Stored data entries
· · · ·
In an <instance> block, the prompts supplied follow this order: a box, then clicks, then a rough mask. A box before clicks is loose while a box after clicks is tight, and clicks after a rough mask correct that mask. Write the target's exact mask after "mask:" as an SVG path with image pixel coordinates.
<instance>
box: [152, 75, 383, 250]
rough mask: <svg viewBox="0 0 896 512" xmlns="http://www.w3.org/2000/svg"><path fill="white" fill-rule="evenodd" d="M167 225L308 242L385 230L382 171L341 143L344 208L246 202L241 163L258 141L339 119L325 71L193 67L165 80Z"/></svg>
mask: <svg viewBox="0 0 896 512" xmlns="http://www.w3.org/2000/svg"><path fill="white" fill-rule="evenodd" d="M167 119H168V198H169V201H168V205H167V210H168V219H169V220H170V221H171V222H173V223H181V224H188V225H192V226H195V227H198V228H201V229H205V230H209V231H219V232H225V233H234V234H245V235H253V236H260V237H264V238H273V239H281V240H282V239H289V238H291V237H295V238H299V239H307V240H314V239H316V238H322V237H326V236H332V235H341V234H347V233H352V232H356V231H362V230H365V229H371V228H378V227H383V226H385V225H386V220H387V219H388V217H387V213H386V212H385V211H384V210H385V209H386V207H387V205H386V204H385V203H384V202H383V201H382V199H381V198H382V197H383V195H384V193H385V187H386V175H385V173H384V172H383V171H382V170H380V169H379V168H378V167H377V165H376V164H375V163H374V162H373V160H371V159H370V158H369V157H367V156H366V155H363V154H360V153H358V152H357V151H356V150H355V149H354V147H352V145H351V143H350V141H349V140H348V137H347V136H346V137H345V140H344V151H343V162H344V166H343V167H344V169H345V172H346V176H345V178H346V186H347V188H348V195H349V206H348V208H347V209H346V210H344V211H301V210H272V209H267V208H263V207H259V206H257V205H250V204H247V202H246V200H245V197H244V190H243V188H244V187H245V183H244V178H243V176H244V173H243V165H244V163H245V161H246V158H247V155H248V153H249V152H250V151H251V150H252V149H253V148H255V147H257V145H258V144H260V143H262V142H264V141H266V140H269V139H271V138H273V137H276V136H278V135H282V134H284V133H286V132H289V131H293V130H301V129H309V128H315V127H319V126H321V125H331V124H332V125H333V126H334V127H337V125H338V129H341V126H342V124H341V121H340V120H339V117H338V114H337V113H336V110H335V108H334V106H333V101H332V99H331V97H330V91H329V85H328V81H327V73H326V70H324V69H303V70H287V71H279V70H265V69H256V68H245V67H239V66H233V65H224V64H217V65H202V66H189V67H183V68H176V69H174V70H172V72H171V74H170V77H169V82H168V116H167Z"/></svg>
· · · ·
Activity - Rewrite the lines above, substituting "coarse mask" for every occurrence of "rough mask" and leaving everything else unchanged.

Exercise result -
In an <instance> block, the prompts supplied follow this order: a box, then clicks, then a coarse mask. A box before clicks is loose while a box after clicks is tight, and clicks after a coarse mask correct that mask. Write the target's exact mask after "mask:" as an SVG path with image pixel coordinates.
<instance>
box: [152, 75, 383, 250]
coarse mask: <svg viewBox="0 0 896 512" xmlns="http://www.w3.org/2000/svg"><path fill="white" fill-rule="evenodd" d="M167 225L308 242L385 230L382 171L341 143L344 208L246 202L241 163L258 141L339 119L325 71L193 67L165 80Z"/></svg>
mask: <svg viewBox="0 0 896 512" xmlns="http://www.w3.org/2000/svg"><path fill="white" fill-rule="evenodd" d="M167 119H168V198H169V201H168V205H167V210H168V219H169V220H170V221H171V222H173V223H181V224H188V225H192V226H195V227H198V228H201V229H205V230H209V231H219V232H225V233H234V234H245V235H253V236H260V237H264V238H273V239H281V240H282V239H289V238H291V237H295V238H299V239H307V240H314V239H316V238H322V237H326V236H332V235H341V234H347V233H352V232H356V231H362V230H365V229H371V228H378V227H383V226H385V225H386V220H387V219H388V217H387V213H386V212H385V211H384V210H385V209H386V207H387V205H386V204H385V203H384V202H383V201H382V199H381V198H382V197H383V195H384V193H385V187H386V175H385V173H384V172H383V171H382V170H380V169H379V168H378V167H377V165H376V164H375V163H374V162H373V160H371V159H370V158H369V157H367V156H366V155H363V154H360V153H358V152H357V151H356V150H355V149H354V147H352V145H351V143H350V141H349V140H348V137H347V136H346V137H345V140H344V151H343V162H344V166H343V167H344V169H345V172H346V176H345V178H346V186H347V188H348V195H349V206H348V208H347V209H346V210H344V211H301V210H272V209H267V208H263V207H259V206H257V205H250V204H247V202H246V200H245V197H244V190H243V188H244V187H245V183H244V178H243V176H244V173H243V165H244V163H245V161H246V158H247V155H248V153H249V152H250V151H251V150H252V149H253V148H255V147H257V145H258V144H260V143H262V142H264V141H266V140H269V139H271V138H273V137H276V136H278V135H282V134H284V133H286V132H289V131H293V130H301V129H309V128H315V127H319V126H321V125H331V124H332V125H333V126H334V127H337V125H338V129H341V126H342V124H341V121H340V120H339V117H338V114H337V113H336V110H335V108H334V106H333V101H332V99H331V97H330V91H329V85H328V81H327V73H326V70H324V69H303V70H287V71H279V70H265V69H256V68H245V67H239V66H233V65H224V64H217V65H202V66H189V67H183V68H176V69H174V70H172V72H171V74H170V77H169V82H168V116H167Z"/></svg>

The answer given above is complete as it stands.